• _Objetivo 1_: Transcreva, do texto sobre as fogueiras de São João, o trecho que se inicia pelas palavras que contêm "Fogueiras de São" e se encerra em "as duas famílias.".

• _Trecho do texto_:
##############################
23 de junho de 2011

Fogueiras de São João


Hoje fazemos fogueira só para aquecer a casa
.
"Luiz Carlos andava insistente atrás da mãe desde cedo, naquela manhã de 23 de junho do início da década de 60. Já juntara bastante carrapicho seco nos campinhos de perto da casa, mas necessitava da assessoria competente em armação de fogueiras de Loracy.
De longa data, vinha esse conhecimento. Na família de Loracy, bem como na de Athanagildo, seu marido, São João era comemorado com fogueira feita na véspera do dia 24.
Os tempos mudavam, sentia-se... Porém, ainda naquele ano, haveria a fogueira e “tudo o mais” - procedimentos fundamentados em crenças que, não se sabe desde quando, acompanhavam as duas famílias.
Crescemos, meus irmãos e eu, vendo nosso pai e nossa mãe acordarem antes do sol, na manhã do dia 24 de junho, para recolherem os restos da fogueira da véspera, os tições, que eram guardados, junto com as garrafas – que não eram pet – cheias de água, agora “benta” por obra de São João.
Também eram recolhidas as ervas - alecrim, marcela, folhas de eucalipto e outras – na noite anterior, colocadas ao lado dos restos da fogueira. Tudo era guardado ao abrigo do sol, para ser usado em momentos de necessidade.
##############################
• _Registros apresentados_:
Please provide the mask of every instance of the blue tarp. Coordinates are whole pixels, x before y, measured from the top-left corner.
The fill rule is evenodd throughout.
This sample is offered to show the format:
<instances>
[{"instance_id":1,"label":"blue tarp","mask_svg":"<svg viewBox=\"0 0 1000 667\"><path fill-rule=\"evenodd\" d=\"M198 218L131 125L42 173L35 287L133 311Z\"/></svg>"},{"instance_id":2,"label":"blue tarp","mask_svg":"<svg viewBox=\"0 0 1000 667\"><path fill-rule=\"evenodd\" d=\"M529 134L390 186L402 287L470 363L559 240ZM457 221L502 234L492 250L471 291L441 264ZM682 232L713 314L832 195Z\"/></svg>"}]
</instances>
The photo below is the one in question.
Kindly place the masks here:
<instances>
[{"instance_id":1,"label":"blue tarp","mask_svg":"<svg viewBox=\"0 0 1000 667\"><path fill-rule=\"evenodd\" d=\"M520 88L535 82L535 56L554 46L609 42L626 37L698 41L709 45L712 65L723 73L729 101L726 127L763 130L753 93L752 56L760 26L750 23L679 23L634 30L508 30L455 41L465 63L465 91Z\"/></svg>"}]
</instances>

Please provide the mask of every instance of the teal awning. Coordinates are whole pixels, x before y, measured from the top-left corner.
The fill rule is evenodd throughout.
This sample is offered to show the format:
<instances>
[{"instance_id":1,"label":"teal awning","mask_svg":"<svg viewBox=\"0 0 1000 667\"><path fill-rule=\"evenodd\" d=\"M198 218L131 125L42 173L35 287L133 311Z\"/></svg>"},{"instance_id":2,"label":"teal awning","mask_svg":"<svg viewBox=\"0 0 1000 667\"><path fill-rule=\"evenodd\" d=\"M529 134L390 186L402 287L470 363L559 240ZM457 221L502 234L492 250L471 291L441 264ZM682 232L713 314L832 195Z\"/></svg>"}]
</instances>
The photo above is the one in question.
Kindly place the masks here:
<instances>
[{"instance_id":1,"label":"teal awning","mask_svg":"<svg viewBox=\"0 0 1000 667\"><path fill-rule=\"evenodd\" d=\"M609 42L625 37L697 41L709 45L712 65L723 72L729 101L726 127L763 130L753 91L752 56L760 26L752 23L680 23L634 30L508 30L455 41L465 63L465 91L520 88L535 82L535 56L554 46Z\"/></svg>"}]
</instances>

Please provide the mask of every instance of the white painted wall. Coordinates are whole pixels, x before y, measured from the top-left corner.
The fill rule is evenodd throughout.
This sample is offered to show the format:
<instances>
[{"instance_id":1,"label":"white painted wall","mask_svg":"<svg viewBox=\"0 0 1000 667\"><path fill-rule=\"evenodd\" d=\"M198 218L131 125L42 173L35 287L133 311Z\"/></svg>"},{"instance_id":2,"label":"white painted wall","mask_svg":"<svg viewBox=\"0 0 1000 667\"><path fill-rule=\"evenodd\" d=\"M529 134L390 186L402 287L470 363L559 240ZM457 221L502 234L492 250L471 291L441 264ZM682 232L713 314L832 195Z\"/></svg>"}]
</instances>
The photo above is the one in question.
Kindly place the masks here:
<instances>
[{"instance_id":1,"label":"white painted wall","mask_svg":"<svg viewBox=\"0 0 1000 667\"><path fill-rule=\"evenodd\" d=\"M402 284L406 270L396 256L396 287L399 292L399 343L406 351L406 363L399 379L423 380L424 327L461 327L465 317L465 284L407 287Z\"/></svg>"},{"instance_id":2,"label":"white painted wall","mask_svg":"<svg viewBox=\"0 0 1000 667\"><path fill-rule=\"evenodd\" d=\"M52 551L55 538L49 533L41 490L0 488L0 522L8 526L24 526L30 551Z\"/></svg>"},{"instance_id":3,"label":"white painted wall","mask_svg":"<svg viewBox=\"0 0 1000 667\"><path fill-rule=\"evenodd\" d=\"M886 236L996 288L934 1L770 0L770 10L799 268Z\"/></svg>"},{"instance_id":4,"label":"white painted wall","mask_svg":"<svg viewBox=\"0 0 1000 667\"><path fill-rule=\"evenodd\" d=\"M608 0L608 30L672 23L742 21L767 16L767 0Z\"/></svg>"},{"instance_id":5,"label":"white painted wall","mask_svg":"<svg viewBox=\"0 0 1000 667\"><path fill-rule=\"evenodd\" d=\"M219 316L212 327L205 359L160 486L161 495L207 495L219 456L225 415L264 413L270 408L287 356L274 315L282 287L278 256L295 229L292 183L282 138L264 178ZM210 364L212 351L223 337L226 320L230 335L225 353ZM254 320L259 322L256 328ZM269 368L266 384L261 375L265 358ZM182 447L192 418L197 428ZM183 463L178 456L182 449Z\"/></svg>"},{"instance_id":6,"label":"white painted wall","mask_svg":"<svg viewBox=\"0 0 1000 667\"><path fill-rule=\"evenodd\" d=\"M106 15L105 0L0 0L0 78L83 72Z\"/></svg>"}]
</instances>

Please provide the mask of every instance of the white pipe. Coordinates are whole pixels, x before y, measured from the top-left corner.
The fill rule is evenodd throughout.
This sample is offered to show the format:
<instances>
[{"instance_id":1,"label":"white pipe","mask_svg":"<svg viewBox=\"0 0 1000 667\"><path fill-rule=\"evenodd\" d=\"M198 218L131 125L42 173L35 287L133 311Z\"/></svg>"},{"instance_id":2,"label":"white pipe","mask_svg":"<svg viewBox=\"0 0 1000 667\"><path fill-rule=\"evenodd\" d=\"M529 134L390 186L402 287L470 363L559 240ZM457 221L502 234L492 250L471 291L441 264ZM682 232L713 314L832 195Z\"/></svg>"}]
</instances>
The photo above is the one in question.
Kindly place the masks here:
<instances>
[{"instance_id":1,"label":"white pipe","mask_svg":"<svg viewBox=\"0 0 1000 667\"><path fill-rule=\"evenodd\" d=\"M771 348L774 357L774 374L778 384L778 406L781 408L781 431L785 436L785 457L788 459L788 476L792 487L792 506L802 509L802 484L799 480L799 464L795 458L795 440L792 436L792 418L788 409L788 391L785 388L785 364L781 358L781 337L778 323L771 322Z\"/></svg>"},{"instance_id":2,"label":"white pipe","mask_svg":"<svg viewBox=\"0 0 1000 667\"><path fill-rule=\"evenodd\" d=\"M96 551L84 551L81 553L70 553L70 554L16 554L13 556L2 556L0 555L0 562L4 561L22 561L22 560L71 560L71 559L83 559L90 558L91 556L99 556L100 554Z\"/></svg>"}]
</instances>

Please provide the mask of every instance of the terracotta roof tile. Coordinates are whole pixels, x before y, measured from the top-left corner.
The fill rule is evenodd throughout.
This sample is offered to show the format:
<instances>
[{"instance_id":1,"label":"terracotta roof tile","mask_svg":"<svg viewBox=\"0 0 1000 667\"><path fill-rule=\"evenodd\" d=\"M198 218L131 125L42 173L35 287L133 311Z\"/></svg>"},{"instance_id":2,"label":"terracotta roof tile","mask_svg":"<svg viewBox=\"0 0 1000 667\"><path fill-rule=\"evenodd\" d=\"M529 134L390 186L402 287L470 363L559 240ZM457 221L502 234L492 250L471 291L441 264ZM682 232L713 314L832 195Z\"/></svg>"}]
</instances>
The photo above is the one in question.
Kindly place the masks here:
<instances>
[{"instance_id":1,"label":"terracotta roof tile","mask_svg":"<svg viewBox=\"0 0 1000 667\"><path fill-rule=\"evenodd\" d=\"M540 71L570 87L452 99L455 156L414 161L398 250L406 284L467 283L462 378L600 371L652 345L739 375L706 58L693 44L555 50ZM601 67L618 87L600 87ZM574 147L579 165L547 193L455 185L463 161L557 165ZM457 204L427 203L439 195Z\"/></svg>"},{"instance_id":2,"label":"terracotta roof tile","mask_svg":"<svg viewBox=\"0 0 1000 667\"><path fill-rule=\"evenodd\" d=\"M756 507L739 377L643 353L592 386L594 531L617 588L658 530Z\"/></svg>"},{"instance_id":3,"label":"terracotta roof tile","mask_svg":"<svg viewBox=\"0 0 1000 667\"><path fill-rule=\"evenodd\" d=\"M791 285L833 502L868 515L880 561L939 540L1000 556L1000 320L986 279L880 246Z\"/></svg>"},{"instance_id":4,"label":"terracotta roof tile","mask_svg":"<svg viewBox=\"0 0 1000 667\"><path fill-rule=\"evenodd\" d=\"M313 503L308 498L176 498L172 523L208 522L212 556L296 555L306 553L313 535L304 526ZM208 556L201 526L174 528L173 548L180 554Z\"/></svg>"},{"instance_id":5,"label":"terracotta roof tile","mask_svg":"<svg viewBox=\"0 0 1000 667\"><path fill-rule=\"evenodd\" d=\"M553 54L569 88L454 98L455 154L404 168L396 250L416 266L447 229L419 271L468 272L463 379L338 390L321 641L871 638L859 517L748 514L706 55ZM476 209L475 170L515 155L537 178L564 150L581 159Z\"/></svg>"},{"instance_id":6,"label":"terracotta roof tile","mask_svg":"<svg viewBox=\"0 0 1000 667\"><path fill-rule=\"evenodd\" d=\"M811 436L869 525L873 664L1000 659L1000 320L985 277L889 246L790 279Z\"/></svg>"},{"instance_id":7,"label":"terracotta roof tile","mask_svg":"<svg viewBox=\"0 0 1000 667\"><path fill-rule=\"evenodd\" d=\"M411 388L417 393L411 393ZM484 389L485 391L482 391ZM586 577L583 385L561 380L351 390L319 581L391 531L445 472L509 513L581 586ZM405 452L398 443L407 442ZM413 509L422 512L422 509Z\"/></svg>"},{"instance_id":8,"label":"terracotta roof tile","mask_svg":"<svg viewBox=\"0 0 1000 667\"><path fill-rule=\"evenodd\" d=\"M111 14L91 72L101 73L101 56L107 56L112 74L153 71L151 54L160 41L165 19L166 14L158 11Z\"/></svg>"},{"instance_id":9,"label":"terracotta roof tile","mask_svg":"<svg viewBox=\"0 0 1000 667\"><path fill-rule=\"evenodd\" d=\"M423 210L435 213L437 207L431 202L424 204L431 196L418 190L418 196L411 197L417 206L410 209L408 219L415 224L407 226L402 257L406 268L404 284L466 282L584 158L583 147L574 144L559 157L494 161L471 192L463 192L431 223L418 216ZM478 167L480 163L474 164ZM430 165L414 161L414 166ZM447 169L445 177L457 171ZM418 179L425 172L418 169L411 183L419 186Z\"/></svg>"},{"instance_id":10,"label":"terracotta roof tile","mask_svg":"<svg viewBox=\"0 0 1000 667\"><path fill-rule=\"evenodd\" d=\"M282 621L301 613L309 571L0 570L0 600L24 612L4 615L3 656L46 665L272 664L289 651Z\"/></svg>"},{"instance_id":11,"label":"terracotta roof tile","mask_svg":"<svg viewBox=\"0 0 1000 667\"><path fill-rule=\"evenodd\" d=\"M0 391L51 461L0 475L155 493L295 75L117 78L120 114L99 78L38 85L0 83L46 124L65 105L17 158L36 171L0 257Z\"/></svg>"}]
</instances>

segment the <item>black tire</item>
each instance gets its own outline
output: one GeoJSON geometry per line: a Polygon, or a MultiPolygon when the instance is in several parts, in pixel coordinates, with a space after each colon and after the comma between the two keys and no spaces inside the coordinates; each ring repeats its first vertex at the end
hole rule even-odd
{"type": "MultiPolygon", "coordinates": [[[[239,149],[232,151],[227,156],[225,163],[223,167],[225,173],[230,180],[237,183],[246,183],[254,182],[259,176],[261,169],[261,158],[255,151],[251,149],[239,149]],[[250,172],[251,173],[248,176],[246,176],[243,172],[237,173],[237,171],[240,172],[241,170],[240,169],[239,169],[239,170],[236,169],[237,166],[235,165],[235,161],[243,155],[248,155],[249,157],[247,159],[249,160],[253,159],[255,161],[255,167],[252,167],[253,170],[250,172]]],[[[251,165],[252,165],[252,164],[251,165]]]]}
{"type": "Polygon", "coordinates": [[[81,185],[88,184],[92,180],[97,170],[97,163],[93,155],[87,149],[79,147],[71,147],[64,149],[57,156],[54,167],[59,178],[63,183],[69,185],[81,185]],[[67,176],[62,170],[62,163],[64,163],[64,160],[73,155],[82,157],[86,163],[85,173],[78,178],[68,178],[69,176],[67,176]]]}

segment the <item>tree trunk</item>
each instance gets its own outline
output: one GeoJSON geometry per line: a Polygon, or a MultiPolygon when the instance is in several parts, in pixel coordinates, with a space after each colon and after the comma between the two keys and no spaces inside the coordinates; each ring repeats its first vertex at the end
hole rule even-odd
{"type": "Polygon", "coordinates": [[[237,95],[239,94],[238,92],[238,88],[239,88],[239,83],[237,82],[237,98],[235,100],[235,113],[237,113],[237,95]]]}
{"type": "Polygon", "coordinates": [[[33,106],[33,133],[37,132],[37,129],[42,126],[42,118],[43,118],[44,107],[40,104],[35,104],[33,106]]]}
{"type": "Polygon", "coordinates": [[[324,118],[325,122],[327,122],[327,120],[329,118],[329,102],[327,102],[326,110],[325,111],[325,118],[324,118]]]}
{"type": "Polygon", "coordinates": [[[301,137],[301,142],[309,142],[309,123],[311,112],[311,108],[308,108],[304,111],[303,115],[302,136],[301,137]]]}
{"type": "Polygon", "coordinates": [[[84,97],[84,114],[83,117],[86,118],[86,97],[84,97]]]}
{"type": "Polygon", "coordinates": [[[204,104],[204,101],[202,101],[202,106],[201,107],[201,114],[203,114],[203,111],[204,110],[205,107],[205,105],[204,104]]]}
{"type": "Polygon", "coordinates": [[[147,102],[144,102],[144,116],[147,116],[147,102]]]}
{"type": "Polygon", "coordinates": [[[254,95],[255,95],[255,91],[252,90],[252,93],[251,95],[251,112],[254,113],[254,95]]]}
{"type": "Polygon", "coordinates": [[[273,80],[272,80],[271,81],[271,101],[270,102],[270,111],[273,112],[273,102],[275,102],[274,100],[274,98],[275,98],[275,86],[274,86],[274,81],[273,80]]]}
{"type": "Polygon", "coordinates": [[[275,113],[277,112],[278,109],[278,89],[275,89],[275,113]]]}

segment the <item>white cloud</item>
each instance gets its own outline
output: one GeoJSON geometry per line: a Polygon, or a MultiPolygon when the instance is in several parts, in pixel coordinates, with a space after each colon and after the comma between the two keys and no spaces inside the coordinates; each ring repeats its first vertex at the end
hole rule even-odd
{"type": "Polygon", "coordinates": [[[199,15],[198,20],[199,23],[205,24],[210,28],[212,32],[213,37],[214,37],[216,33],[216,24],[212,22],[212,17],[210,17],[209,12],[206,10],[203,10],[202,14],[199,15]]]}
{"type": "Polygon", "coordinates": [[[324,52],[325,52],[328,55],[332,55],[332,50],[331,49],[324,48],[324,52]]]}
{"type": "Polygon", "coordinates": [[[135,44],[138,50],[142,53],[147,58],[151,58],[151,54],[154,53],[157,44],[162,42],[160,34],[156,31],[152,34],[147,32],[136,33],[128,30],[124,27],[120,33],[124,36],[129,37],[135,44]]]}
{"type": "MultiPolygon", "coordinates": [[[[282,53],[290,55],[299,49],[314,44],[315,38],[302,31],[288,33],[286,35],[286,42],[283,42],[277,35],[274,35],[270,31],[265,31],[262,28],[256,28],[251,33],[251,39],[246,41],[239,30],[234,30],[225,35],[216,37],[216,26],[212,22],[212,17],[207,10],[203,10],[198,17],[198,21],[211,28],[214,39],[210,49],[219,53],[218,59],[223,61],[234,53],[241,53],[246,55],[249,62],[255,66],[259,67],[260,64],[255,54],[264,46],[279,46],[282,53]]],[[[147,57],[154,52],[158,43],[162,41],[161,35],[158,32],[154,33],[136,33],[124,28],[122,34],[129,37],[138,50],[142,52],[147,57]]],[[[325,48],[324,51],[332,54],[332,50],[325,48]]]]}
##############################
• _Objetivo 2_: Apresente cada linha dos registros acima em que figura a palavra "item".

• _Resposta à tarefa 1_:
Fogueiras de São João


Hoje fazemos fogueira só para aquecer a casa
.
"Luiz Carlos andava insistente atrás da mãe desde cedo, naquela manhã de 23 de junho do início da década de 60. Já juntara bastante carrapicho seco nos campinhos de perto da casa, mas necessitava da assessoria competente em armação de fogueiras de Loracy.
De longa data, vinha esse conhecimento. Na família de Loracy, bem como na de Athanagildo, seu marido, São João era comemorado com fogueira feita na véspera do dia 24.
Os tempos mudavam, sentia-se... Porém, ainda naquele ano, haveria a fogueira e “tudo o mais” - procedimentos fundamentados em crenças que, não se sabe desde quando, acompanhavam as duas famílias.

• _Resposta à tarefa 2_:
segment the <item>black tire</item>
segment the <item>tree trunk</item>
segment the <item>white cloud</item>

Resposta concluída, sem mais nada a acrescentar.